━━━━━ RECORDS SUPPLIED ━━━━━
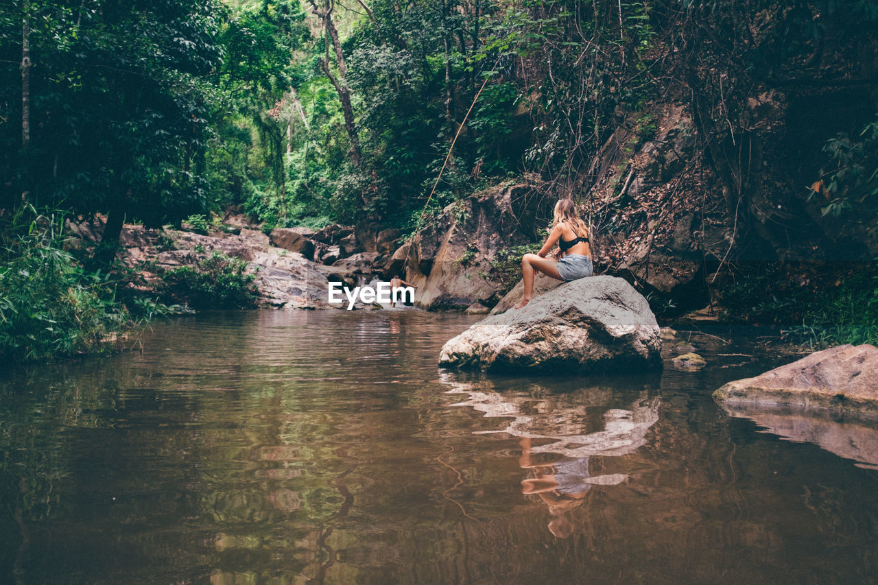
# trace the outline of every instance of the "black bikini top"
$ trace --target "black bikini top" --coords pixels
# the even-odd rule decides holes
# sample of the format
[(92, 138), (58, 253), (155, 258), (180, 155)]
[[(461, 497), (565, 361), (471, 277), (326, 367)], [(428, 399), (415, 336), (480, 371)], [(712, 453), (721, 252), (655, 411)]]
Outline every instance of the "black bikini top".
━━━━━
### REQUIREMENT:
Copy every line of the data above character for character, but leave out the picture.

### ANSWER BELOW:
# trace the outline of every instance of the "black bikini top"
$ trace --target "black bikini top" --coords pixels
# the even-odd rule decides holes
# sample of the format
[(92, 138), (58, 253), (155, 258), (180, 155)]
[[(461, 497), (565, 361), (471, 277), (326, 367)], [(428, 399), (415, 336), (480, 371)], [(712, 453), (721, 252), (655, 411)]]
Outline every instance of the "black bikini top".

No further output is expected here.